== Dokumenttext ==

Zum Start in die neue Pilgersaison

Eine kurze Geschichte des Jakobsweges

Ursprünglich waren Jerusalem und die Apostelgräber in Rom die ersten Pilgerziele der Christenheit. Nach und nach entwickelten sich weitere Pilgerzentren überall dort, wo man bedeutende Heilige verehrte. So erfreuten sich beispielsweise der Heilige Martin in Tours oder die Heilige Magdalena in Vézelay großer Sympathie und Verehrung.

Aber im 9. Jahrhundert gesellte sich ein neues Pilgerziel zu den bereits bekannten Pilgerorten hinzu: der Heilige Jakobus in Santiago de Compostela in Galizien. Dieser Ort sollte in den folgenden Jahrhunderten zu einem der bedeutendsten Pilgerzentren werden.

===

| Anforderungen |
Gib bitte aus dem Text über den Jakobsweg die Stelle wörtlich wieder, die bei den Worten „Zum Start in“ einsetzt und nach den Worten „bedeutendsten Pilgerzentren werden.“ endet.

== Bereitgestellte Angaben ==

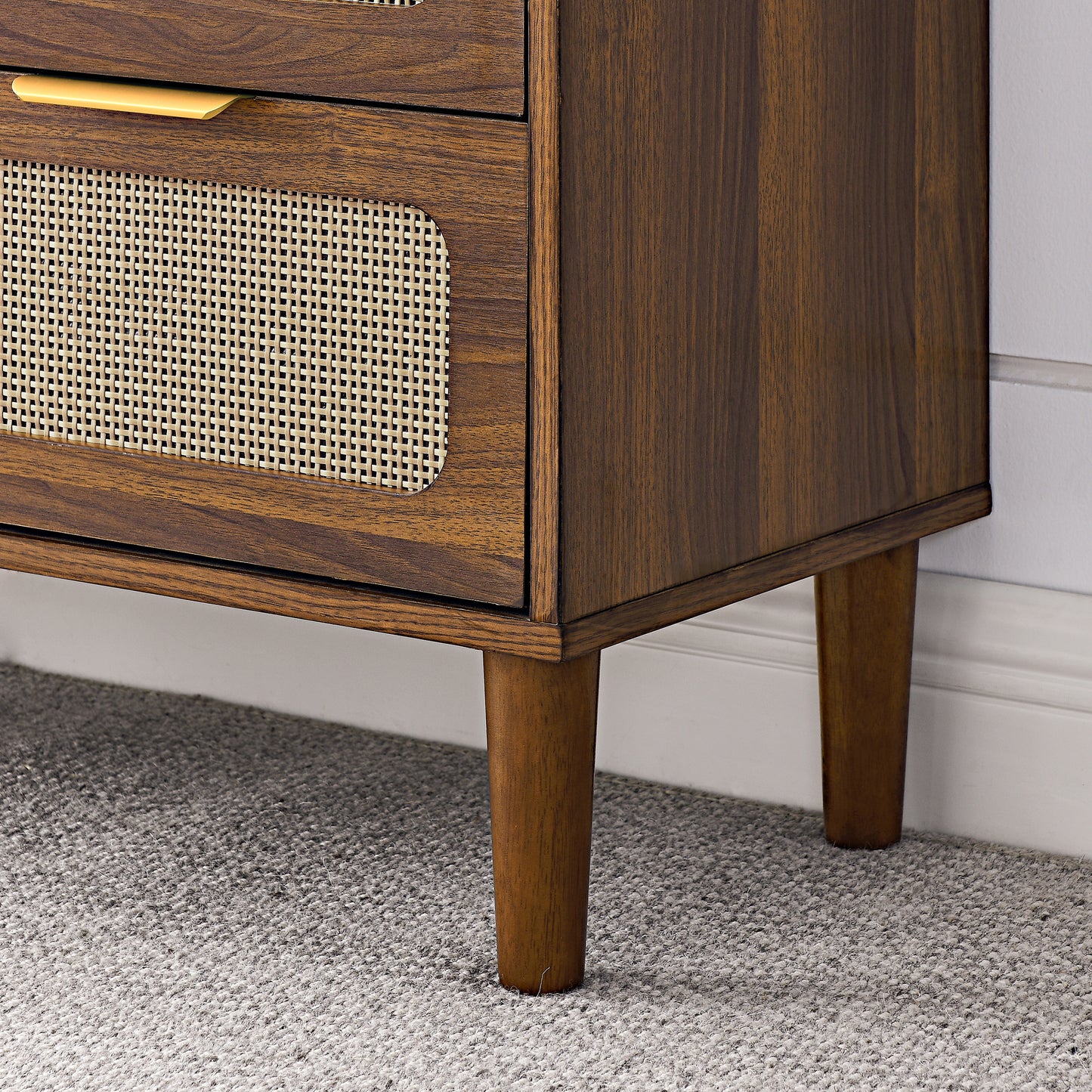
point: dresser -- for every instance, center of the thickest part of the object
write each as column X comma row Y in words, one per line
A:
column 530, row 326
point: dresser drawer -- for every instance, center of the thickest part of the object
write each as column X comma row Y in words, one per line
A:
column 292, row 336
column 466, row 54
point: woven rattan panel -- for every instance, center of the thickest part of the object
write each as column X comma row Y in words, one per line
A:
column 230, row 323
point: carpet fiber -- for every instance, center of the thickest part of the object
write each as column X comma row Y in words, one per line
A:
column 196, row 896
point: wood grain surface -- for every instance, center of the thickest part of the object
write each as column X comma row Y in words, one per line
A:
column 511, row 631
column 280, row 593
column 544, row 363
column 461, row 537
column 865, row 626
column 753, row 578
column 540, row 721
column 773, row 279
column 450, row 54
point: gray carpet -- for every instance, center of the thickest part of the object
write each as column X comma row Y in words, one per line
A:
column 196, row 896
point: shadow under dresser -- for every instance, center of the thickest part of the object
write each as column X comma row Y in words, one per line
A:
column 527, row 326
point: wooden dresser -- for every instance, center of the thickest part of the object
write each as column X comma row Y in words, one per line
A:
column 524, row 326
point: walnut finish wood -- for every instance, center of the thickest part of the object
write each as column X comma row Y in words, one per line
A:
column 772, row 314
column 753, row 578
column 544, row 363
column 464, row 535
column 346, row 604
column 450, row 54
column 865, row 621
column 540, row 721
column 280, row 593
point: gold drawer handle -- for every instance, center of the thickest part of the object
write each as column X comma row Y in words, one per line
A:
column 128, row 97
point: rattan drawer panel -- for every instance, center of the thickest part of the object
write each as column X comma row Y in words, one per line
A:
column 292, row 336
column 230, row 323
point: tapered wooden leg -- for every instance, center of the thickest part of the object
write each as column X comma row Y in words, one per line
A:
column 540, row 721
column 865, row 620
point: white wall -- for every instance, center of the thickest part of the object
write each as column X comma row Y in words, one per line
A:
column 1001, row 745
column 1041, row 184
column 1041, row 304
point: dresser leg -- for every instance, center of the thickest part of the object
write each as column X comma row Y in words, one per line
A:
column 865, row 620
column 540, row 721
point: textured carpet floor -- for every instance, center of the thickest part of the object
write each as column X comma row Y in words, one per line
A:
column 196, row 896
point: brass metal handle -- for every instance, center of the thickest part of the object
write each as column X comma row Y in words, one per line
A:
column 128, row 97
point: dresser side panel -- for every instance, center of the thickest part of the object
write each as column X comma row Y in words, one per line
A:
column 773, row 279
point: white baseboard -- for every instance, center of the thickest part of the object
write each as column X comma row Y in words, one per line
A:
column 1001, row 716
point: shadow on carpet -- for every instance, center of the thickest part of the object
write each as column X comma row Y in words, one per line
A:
column 199, row 896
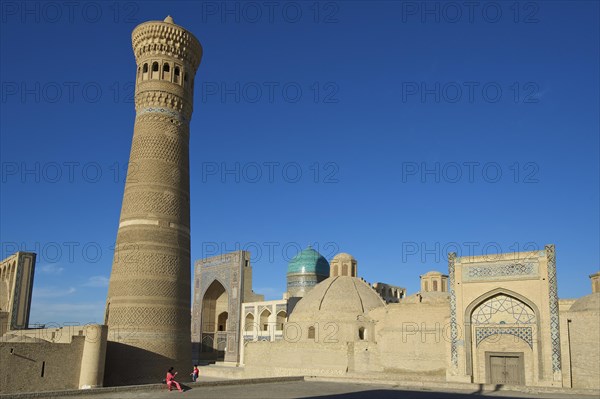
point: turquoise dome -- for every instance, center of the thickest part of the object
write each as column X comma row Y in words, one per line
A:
column 309, row 261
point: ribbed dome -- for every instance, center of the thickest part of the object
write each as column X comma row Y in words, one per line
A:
column 309, row 261
column 589, row 303
column 345, row 297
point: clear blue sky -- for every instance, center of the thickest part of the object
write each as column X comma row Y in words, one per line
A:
column 429, row 129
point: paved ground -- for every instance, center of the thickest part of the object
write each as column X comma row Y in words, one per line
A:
column 313, row 389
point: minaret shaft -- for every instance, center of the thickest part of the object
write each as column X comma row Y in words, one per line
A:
column 148, row 303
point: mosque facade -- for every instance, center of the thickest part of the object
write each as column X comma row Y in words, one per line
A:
column 489, row 320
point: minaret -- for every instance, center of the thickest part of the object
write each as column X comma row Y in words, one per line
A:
column 148, row 303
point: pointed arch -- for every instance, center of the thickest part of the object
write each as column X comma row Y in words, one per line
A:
column 264, row 319
column 480, row 300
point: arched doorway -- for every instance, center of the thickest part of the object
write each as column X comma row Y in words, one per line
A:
column 222, row 321
column 264, row 320
column 281, row 316
column 501, row 347
column 215, row 312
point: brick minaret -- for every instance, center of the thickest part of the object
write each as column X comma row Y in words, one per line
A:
column 148, row 303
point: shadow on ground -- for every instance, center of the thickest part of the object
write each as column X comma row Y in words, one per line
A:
column 389, row 394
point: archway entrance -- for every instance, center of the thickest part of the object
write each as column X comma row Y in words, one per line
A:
column 215, row 311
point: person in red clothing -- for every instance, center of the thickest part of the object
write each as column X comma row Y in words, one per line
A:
column 171, row 380
column 195, row 373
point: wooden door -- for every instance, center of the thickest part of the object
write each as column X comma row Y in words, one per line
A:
column 506, row 370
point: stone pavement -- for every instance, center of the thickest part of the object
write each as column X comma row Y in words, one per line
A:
column 312, row 389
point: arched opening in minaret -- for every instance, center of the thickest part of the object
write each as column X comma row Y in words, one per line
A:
column 154, row 70
column 166, row 71
column 215, row 312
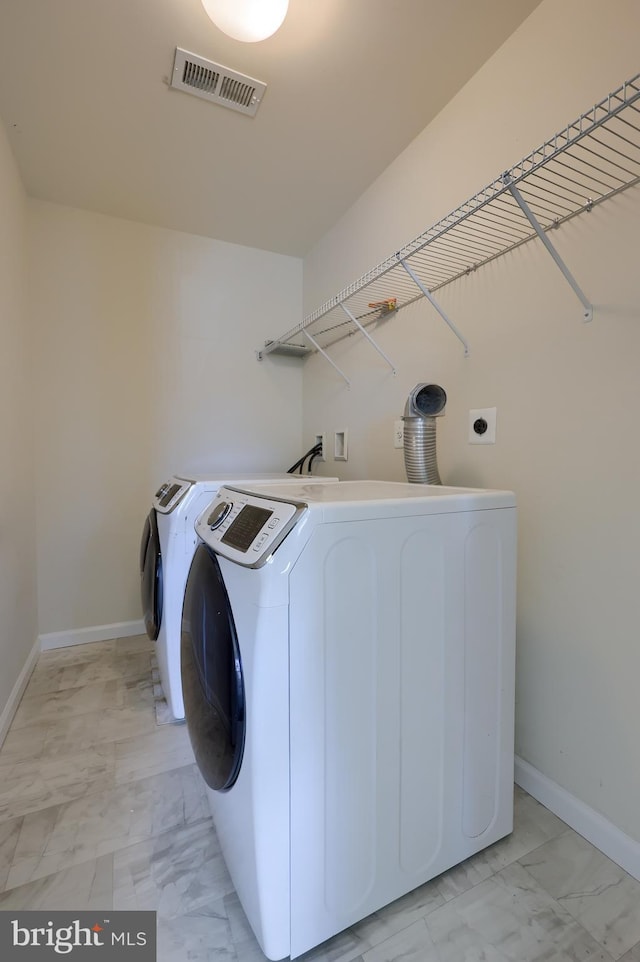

===

| Ergebnis |
Zum Start in die neue Pilgersaison

Eine kurze Geschichte des Jakobsweges

Ursprünglich waren Jerusalem und die Apostelgräber in Rom die ersten Pilgerziele der Christenheit. Nach und nach entwickelten sich weitere Pilgerzentren überall dort, wo man bedeutende Heilige verehrte. So erfreuten sich beispielsweise der Heilige Martin in Tours oder die Heilige Magdalena in Vézelay großer Sympathie und Verehrung.

Aber im 9. Jahrhundert gesellte sich ein neues Pilgerziel zu den bereits bekannten Pilgerorten hinzu: der Heilige Jakobus in Santiago de Compostela in Galizien. Dieser Ort sollte in den folgenden Jahrhunderten zu einem der bedeutendsten Pilgerzentren werden.